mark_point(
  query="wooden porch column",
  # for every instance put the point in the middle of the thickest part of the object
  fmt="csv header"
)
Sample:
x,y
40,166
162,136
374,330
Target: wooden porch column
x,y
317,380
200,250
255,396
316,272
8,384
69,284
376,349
..............................
**REQUEST:** Repeat the data above, replacing "thickest" with "widest" and leaving everything else the same.

**RESULT OF THE EXERCISE:**
mark_point(
  query="wooden porch column",
  # for every instance put the point in the middle of the widest part of the object
  fmt="csv header"
)
Sample:
x,y
40,166
162,136
374,330
Target: wooden porch column
x,y
317,380
200,250
255,396
316,272
8,384
69,284
376,349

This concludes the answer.